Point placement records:
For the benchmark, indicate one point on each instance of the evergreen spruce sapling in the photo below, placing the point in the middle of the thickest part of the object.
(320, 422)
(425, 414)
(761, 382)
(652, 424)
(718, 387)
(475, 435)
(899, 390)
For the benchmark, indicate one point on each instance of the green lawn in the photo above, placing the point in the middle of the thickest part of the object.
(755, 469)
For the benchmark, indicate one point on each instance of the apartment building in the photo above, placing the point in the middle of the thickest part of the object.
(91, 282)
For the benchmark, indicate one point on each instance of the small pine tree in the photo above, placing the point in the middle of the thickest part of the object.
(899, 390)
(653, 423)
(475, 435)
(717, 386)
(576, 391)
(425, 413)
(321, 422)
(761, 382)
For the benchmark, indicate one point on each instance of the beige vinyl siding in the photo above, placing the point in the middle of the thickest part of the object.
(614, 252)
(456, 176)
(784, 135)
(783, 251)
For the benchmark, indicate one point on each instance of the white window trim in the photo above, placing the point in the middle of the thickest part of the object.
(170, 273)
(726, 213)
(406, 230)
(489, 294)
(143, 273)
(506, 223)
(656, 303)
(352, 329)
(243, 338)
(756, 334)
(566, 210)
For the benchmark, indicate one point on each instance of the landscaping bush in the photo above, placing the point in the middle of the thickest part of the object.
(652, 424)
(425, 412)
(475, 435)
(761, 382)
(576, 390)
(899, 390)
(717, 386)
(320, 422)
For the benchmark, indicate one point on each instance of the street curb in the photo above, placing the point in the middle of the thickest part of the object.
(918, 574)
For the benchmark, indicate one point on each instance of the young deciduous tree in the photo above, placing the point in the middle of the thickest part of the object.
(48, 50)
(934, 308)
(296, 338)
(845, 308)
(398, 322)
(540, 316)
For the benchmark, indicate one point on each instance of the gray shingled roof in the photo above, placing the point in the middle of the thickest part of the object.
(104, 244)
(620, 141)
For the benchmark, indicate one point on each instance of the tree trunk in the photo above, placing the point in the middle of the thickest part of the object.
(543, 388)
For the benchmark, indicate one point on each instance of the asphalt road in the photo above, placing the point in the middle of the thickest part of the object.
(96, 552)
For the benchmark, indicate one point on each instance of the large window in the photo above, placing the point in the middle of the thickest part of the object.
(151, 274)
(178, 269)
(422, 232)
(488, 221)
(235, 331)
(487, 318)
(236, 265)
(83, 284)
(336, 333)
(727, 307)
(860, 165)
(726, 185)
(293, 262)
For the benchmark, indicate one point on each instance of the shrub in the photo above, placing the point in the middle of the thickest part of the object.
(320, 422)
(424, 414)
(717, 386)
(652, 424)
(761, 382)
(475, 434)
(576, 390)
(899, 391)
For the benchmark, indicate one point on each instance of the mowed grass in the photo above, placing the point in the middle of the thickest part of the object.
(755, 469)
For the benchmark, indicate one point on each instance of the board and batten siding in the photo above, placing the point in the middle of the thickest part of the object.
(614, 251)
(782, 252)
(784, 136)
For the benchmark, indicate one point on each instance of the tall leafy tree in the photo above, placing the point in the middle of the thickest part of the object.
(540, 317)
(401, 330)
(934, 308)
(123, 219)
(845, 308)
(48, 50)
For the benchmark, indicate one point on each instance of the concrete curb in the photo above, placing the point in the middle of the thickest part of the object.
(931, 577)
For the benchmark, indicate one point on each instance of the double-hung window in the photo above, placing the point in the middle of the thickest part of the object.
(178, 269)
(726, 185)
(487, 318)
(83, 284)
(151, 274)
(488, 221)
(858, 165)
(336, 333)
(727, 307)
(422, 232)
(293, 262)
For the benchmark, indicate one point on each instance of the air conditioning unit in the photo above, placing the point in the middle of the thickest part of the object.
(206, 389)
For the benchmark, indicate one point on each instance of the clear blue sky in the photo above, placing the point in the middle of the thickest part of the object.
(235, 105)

--

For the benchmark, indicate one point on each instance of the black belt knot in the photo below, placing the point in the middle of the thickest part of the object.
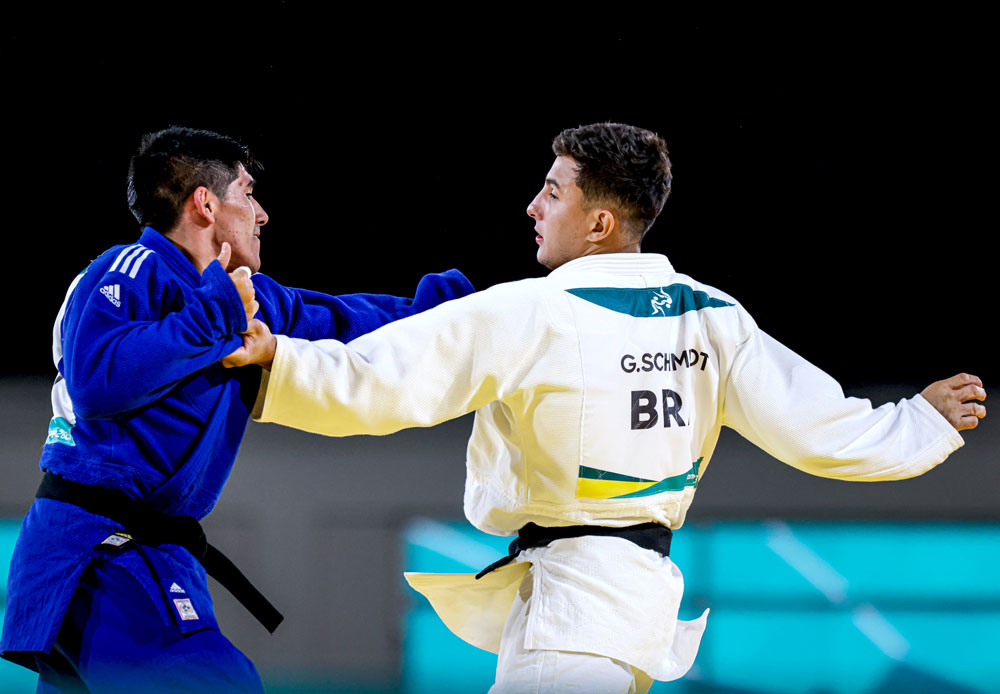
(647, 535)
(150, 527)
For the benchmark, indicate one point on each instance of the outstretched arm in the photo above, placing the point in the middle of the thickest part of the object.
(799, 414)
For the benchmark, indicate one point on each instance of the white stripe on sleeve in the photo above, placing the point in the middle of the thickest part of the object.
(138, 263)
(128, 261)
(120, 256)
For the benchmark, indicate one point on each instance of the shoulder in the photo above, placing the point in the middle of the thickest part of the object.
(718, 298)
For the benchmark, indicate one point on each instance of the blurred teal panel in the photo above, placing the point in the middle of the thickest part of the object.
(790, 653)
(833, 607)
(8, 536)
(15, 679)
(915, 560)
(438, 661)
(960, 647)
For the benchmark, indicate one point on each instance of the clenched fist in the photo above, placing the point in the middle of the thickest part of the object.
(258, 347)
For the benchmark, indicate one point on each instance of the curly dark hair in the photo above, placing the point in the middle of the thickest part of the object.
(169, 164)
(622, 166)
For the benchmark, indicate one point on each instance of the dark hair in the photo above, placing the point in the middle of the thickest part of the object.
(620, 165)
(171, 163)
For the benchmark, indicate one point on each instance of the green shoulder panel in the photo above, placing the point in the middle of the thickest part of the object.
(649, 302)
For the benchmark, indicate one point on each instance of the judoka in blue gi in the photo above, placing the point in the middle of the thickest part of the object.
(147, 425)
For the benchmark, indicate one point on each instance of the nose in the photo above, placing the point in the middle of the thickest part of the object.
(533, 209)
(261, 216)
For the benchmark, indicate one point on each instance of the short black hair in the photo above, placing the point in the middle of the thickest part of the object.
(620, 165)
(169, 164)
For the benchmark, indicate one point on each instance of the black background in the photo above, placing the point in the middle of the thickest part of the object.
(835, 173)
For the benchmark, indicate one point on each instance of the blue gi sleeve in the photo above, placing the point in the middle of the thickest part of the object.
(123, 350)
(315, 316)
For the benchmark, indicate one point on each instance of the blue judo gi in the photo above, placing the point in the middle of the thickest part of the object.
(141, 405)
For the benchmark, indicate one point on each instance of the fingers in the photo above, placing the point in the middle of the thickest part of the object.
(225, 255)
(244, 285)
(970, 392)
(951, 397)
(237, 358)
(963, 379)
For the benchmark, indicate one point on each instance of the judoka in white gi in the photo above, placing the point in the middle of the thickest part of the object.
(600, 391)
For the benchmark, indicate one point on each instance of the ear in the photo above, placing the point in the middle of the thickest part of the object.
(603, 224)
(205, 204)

--

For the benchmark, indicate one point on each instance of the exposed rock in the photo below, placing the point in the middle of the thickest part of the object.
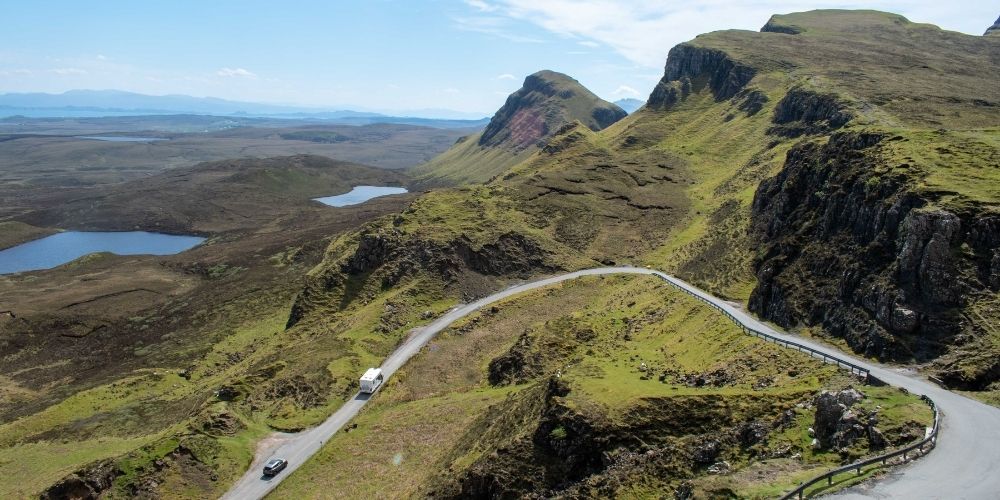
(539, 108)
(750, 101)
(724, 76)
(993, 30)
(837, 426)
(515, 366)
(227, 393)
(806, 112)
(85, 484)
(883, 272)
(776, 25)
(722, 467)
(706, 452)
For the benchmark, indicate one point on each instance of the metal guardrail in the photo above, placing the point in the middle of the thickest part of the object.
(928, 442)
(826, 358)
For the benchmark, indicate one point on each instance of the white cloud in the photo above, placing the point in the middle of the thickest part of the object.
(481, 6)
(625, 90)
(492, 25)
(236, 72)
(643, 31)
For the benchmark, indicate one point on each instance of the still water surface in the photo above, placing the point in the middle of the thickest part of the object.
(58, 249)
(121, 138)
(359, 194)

Written exercise:
How many lines above contain the word "dark"? Reply with the number alone.

Reply:
2